──────── SECÇÃO DO DOCUMENTO

Formulou as seguintes conclusões que se transcrevem:
A. Não tendo a Apelante legitimidade para reclamar da conta de custas e não tendo esta sido objeto de reclamação por quem para tal tinha legitimidade, a reclamação deveria ter sido liminarmente indeferida, atendendo a que a conta de custas transitou em julgado.
B. Ao ter decidido de modo diverso, a decisão recorrida violou o artigo 31.º, n.º 3, do RCP, devendo esta ser revogada e substituída por outra que liminarmente indefira a reclamação da conta de custas.
Subsidiariamente
C. Deve improceder o recurso quanto às quantias de remanescente na Primeira Instância por inexistir caso julgado quanto ao concreto valor devido e, da aplicação das regras do RCP, que se impõe à Primeira Instância aquando da elaboração da conta de custas, tal valor ter de ser € 0 (artigos 6.º, n.º 8, e 29.º, n.º 1, do RCP).

────────────────
──────── DADOS DE ENTRADA

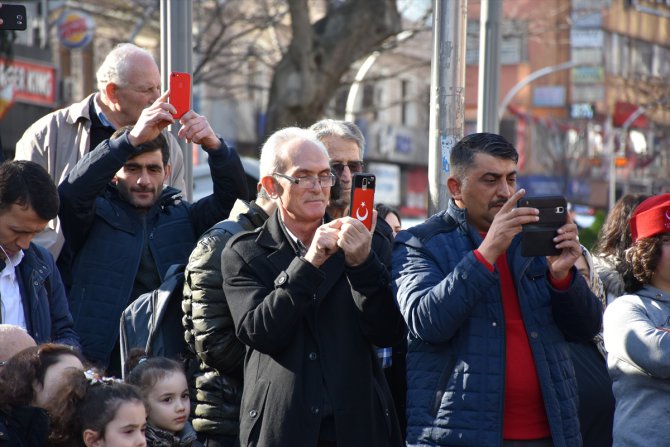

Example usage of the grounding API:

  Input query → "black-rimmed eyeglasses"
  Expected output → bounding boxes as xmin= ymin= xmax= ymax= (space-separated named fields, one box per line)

xmin=272 ymin=172 xmax=335 ymax=189
xmin=330 ymin=161 xmax=365 ymax=177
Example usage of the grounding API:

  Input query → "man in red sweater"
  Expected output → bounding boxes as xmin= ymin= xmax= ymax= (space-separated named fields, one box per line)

xmin=393 ymin=133 xmax=601 ymax=447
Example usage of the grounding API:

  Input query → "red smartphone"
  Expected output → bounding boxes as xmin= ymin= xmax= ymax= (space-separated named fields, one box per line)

xmin=169 ymin=71 xmax=191 ymax=119
xmin=0 ymin=3 xmax=27 ymax=31
xmin=349 ymin=173 xmax=375 ymax=230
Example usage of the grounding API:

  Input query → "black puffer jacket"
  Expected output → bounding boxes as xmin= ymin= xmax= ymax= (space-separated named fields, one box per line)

xmin=182 ymin=200 xmax=268 ymax=437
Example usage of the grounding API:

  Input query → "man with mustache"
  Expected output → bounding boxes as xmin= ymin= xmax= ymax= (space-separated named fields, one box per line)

xmin=393 ymin=133 xmax=602 ymax=447
xmin=0 ymin=160 xmax=79 ymax=352
xmin=14 ymin=43 xmax=185 ymax=260
xmin=59 ymin=93 xmax=247 ymax=374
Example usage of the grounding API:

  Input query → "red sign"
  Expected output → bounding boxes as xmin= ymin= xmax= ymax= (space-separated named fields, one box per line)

xmin=0 ymin=58 xmax=56 ymax=113
xmin=612 ymin=101 xmax=649 ymax=128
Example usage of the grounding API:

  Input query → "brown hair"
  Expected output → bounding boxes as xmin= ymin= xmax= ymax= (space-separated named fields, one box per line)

xmin=624 ymin=234 xmax=663 ymax=293
xmin=0 ymin=343 xmax=84 ymax=409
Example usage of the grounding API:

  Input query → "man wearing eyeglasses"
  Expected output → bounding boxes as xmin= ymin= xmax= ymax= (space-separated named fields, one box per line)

xmin=14 ymin=43 xmax=185 ymax=260
xmin=221 ymin=128 xmax=404 ymax=447
xmin=310 ymin=119 xmax=365 ymax=218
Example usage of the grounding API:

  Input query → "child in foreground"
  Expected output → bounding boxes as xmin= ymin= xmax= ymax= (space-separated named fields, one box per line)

xmin=126 ymin=350 xmax=202 ymax=447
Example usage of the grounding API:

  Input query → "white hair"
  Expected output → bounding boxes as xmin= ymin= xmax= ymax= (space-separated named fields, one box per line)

xmin=309 ymin=118 xmax=365 ymax=158
xmin=95 ymin=43 xmax=154 ymax=91
xmin=260 ymin=127 xmax=330 ymax=178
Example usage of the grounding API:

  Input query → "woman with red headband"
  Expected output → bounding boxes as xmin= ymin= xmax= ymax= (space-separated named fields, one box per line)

xmin=604 ymin=194 xmax=670 ymax=447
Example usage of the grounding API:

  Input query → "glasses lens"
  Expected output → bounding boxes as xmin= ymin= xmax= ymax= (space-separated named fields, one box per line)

xmin=330 ymin=161 xmax=363 ymax=177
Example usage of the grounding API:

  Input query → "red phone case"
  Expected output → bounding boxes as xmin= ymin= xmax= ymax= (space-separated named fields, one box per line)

xmin=169 ymin=72 xmax=191 ymax=119
xmin=350 ymin=174 xmax=375 ymax=230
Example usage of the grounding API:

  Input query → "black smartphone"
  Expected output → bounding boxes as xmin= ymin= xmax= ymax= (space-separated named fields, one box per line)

xmin=0 ymin=3 xmax=28 ymax=31
xmin=517 ymin=196 xmax=568 ymax=256
xmin=349 ymin=172 xmax=375 ymax=230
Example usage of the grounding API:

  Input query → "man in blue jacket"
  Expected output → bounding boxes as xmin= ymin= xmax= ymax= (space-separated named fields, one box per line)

xmin=393 ymin=133 xmax=602 ymax=447
xmin=0 ymin=161 xmax=79 ymax=348
xmin=59 ymin=93 xmax=247 ymax=374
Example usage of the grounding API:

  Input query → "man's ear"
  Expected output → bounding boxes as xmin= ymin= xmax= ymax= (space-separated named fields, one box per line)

xmin=163 ymin=163 xmax=172 ymax=183
xmin=105 ymin=82 xmax=119 ymax=103
xmin=447 ymin=177 xmax=461 ymax=200
xmin=261 ymin=175 xmax=281 ymax=199
xmin=82 ymin=429 xmax=103 ymax=447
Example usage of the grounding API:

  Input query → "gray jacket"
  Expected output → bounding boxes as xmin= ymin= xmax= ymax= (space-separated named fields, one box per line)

xmin=604 ymin=285 xmax=670 ymax=447
xmin=14 ymin=93 xmax=186 ymax=259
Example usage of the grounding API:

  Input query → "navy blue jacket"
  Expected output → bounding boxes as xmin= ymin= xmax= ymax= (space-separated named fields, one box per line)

xmin=393 ymin=200 xmax=602 ymax=447
xmin=58 ymin=133 xmax=247 ymax=365
xmin=16 ymin=243 xmax=79 ymax=348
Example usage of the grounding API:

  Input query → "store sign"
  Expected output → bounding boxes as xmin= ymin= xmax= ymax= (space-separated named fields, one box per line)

xmin=570 ymin=84 xmax=605 ymax=103
xmin=630 ymin=0 xmax=670 ymax=19
xmin=571 ymin=67 xmax=605 ymax=84
xmin=570 ymin=103 xmax=595 ymax=119
xmin=0 ymin=58 xmax=56 ymax=114
xmin=533 ymin=85 xmax=565 ymax=107
xmin=570 ymin=28 xmax=605 ymax=48
xmin=56 ymin=10 xmax=95 ymax=49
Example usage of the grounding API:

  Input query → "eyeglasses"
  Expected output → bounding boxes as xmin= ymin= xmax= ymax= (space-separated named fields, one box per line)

xmin=272 ymin=172 xmax=335 ymax=189
xmin=330 ymin=161 xmax=363 ymax=177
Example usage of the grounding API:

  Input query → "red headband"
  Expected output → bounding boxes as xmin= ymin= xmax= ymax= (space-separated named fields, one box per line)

xmin=629 ymin=194 xmax=670 ymax=243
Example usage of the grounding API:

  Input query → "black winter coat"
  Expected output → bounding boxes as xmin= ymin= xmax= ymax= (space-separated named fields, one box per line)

xmin=222 ymin=212 xmax=404 ymax=447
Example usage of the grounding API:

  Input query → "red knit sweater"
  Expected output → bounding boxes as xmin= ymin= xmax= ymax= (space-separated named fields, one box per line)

xmin=475 ymin=250 xmax=571 ymax=440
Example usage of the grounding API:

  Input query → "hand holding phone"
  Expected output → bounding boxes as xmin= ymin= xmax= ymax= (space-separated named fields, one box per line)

xmin=349 ymin=173 xmax=375 ymax=230
xmin=517 ymin=196 xmax=568 ymax=257
xmin=169 ymin=72 xmax=191 ymax=119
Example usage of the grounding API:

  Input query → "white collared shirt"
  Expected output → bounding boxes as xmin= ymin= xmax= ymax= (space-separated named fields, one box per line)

xmin=0 ymin=250 xmax=27 ymax=329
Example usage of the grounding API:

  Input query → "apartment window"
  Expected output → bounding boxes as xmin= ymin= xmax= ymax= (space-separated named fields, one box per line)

xmin=400 ymin=79 xmax=410 ymax=126
xmin=651 ymin=45 xmax=670 ymax=78
xmin=630 ymin=40 xmax=653 ymax=77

────────────────

TAREFAS =>
A) Segundo a secção do documento, que disposição do RCP terá sido violada pela decisão recorrida?
B) Indique o número de linhas dos registos que contêm a cadeia "eyeglasses", distinguindo maiúsculas de minúsculas.
A secção do documento e os registos provêm de fontes distintas.

TAREFAS RESOLVIDAS =>
A) O artigo 31.º, n.º 3, do RCP.

B) 3